The request:
Locate the line that contains "Each matching instance of the man". Reproduce it and all following lines up to the end of the material, exactly and with nothing added.

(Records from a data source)

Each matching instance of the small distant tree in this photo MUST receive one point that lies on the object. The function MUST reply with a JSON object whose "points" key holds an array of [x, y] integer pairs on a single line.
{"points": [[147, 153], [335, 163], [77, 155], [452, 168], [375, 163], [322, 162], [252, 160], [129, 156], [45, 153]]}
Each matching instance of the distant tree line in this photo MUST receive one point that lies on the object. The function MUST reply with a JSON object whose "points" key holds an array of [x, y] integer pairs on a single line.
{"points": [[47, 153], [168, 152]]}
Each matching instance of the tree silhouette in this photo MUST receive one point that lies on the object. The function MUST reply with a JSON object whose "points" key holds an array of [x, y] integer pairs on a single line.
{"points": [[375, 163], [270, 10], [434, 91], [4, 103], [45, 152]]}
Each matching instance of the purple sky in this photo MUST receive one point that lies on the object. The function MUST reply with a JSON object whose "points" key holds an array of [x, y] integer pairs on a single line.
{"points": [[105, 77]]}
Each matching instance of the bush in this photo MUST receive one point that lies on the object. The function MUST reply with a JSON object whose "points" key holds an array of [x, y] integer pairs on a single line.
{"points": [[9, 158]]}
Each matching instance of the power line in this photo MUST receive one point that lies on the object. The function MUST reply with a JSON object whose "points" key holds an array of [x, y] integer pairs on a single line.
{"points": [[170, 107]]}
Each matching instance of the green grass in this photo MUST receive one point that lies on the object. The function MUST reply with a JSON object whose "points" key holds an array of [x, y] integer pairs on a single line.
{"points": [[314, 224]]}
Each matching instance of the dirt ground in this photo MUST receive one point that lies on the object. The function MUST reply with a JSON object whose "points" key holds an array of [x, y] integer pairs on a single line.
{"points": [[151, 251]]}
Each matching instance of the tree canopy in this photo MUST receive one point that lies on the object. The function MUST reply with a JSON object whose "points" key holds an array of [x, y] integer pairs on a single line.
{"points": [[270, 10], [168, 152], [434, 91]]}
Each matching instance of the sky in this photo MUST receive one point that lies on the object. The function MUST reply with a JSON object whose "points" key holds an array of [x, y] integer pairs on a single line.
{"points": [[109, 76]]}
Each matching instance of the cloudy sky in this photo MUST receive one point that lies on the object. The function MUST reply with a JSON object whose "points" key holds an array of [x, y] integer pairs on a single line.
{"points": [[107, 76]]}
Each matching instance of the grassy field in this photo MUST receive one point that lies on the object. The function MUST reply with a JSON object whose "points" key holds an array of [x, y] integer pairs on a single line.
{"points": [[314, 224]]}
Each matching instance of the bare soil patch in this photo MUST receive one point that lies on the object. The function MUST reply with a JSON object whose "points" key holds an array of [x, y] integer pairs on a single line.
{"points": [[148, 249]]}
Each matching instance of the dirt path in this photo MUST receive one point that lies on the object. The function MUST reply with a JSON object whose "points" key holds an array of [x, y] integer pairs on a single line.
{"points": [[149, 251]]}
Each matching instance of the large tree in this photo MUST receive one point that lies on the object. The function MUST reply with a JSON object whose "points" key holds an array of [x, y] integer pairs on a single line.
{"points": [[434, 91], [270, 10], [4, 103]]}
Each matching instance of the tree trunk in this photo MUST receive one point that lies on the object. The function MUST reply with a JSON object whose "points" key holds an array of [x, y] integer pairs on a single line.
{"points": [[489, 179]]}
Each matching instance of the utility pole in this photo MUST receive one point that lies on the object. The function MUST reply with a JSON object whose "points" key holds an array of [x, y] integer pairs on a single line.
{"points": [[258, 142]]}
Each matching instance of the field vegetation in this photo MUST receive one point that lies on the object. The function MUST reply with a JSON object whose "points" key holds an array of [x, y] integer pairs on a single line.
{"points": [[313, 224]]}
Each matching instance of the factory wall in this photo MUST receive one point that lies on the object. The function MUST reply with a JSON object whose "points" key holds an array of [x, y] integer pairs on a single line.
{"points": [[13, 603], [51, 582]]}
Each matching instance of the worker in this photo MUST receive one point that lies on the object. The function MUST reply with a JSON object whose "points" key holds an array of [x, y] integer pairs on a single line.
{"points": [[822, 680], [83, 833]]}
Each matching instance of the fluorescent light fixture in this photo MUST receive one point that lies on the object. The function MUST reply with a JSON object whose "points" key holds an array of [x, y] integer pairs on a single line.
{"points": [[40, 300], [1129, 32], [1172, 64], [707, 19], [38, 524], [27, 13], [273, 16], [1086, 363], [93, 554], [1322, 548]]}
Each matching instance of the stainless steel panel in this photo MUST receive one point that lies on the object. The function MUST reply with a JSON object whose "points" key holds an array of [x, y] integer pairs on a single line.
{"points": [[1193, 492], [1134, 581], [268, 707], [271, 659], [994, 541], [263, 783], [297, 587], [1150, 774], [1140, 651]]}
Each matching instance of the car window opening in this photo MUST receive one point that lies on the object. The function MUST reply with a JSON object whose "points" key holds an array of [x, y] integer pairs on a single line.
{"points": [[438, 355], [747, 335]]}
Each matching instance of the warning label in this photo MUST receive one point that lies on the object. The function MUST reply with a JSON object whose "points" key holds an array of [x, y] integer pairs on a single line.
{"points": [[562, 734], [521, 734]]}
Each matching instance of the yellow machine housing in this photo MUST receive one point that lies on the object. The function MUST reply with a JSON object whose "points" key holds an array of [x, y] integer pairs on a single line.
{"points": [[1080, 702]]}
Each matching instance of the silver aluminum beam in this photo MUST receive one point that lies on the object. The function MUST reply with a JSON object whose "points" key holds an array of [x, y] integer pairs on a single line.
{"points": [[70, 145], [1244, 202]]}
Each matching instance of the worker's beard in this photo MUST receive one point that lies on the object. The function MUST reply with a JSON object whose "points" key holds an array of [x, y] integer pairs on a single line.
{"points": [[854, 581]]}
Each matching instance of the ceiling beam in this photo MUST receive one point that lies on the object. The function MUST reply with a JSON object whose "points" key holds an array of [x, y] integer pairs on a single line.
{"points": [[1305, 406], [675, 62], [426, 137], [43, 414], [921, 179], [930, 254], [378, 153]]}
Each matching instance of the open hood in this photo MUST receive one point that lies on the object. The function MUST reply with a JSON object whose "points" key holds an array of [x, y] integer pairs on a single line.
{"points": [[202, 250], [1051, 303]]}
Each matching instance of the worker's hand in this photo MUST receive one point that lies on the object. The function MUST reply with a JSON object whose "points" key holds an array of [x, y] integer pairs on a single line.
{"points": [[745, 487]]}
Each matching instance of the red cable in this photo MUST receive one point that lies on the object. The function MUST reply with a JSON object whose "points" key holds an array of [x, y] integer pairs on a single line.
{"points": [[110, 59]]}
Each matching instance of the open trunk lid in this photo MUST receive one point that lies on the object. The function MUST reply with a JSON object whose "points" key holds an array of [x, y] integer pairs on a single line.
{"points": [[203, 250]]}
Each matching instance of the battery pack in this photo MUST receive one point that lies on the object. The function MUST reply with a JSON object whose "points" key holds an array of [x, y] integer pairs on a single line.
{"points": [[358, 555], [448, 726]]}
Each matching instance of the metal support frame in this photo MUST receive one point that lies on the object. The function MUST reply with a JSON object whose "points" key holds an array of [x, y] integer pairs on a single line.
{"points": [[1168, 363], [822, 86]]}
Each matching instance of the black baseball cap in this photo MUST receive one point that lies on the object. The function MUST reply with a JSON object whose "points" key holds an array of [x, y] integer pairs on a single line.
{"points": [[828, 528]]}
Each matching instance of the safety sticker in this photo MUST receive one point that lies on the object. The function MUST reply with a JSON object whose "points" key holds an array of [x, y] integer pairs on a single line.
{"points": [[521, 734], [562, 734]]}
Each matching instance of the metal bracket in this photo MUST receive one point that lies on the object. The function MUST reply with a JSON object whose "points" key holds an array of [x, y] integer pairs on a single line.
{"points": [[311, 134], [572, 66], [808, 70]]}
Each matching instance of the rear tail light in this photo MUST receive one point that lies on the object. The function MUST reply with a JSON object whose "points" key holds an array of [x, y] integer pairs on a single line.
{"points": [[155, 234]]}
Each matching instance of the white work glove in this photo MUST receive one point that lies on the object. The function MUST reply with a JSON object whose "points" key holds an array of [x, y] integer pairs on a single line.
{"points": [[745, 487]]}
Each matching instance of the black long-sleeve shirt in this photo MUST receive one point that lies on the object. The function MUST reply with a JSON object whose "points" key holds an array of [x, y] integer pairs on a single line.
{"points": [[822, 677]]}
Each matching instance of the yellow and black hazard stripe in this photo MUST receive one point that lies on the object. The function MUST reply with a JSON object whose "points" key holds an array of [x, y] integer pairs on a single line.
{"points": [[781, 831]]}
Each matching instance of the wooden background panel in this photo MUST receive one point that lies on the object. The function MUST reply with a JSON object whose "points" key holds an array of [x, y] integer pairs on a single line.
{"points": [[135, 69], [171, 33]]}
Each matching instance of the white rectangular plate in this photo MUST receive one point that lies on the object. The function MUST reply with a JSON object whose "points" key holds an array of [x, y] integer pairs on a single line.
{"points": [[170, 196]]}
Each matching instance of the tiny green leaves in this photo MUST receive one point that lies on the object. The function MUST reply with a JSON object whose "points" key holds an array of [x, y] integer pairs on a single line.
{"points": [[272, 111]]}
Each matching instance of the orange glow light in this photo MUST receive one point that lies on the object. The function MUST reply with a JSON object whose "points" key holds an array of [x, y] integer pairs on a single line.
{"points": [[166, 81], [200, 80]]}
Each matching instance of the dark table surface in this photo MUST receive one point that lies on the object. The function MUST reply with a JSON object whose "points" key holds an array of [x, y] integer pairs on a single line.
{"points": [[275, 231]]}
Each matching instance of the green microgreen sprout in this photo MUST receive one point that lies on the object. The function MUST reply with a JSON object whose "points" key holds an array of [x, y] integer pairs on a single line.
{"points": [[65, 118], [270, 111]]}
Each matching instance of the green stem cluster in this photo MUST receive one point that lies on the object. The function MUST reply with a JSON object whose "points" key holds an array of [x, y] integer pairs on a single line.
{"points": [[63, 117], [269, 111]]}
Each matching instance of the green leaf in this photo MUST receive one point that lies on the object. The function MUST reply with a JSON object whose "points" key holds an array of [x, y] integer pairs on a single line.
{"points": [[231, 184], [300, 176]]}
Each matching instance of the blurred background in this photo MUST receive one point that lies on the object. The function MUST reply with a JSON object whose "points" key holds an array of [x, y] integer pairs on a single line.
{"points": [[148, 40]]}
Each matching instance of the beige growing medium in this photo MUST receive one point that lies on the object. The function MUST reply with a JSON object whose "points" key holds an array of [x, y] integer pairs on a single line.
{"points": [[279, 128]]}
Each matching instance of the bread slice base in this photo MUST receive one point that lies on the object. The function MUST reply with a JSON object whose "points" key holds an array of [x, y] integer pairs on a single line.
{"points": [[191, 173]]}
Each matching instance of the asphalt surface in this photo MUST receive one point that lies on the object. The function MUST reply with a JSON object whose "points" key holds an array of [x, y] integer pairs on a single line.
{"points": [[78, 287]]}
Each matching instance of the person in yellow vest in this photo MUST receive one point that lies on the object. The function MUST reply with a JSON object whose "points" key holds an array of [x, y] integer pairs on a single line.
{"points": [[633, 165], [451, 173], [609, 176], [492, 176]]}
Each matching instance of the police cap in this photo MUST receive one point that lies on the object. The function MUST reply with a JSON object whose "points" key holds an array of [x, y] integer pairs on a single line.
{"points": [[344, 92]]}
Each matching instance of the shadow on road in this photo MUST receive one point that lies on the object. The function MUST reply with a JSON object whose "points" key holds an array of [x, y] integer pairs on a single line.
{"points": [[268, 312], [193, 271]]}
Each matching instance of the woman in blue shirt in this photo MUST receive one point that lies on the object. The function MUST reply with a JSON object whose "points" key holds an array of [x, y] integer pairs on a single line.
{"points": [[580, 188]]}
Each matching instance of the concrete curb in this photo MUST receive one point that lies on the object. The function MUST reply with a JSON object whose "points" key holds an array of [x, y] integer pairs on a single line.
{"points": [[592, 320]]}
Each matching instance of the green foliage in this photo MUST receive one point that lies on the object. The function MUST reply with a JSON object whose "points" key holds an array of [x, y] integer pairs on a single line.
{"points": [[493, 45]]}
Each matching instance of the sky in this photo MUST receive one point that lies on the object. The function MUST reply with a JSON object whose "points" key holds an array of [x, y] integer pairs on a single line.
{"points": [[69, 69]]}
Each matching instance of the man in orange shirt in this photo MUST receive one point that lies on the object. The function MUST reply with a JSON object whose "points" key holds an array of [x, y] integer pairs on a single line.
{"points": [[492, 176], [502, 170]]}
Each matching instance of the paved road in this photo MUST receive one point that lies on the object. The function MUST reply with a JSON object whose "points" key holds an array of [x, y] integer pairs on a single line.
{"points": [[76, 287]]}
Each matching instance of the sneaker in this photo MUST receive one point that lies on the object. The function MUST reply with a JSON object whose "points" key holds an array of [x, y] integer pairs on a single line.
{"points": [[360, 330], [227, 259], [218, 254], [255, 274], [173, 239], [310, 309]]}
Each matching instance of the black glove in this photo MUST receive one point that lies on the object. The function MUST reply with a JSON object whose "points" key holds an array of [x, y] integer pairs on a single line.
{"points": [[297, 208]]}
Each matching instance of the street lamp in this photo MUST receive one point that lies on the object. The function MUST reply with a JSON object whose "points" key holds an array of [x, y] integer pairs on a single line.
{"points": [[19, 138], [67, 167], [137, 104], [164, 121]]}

Exercise response:
Each matching instance of the man in orange shirt in this photo MUST receive one point that lies on the object. The function MUST reply with a JSON object whose "points" key holds an array of [x, y] integer pairs on a single line.
{"points": [[492, 176], [502, 170]]}
Each matching instance of the paved road in this photo MUST receive one point that lies on the object. The function MUST reply with a JSON object whose "points" key holds an array of [x, y] integer pairs on a single line.
{"points": [[76, 287]]}
Each matching instance of the sneaker in this photo MUST receive one point that lies on the object. The function MUST reply with a JSON object whose "points" key holds an array of [x, y] integer pairs on a single line.
{"points": [[360, 330], [227, 259], [218, 254], [255, 274], [173, 239], [310, 309]]}
Each matching instance of the black glove in this photo MUST receive one point that lies on the object. The function MUST reply with a JSON object whose "points" key holds an array of [x, y] integer pairs on a single line.
{"points": [[297, 208]]}
Each matching instance of the street lamp in this photo MUST receive one point that lies on the object. The function MUST reply with a JSON object whose "points" key holds an array of [x, y] integer pairs on a single line.
{"points": [[19, 138], [67, 167], [137, 104], [164, 121]]}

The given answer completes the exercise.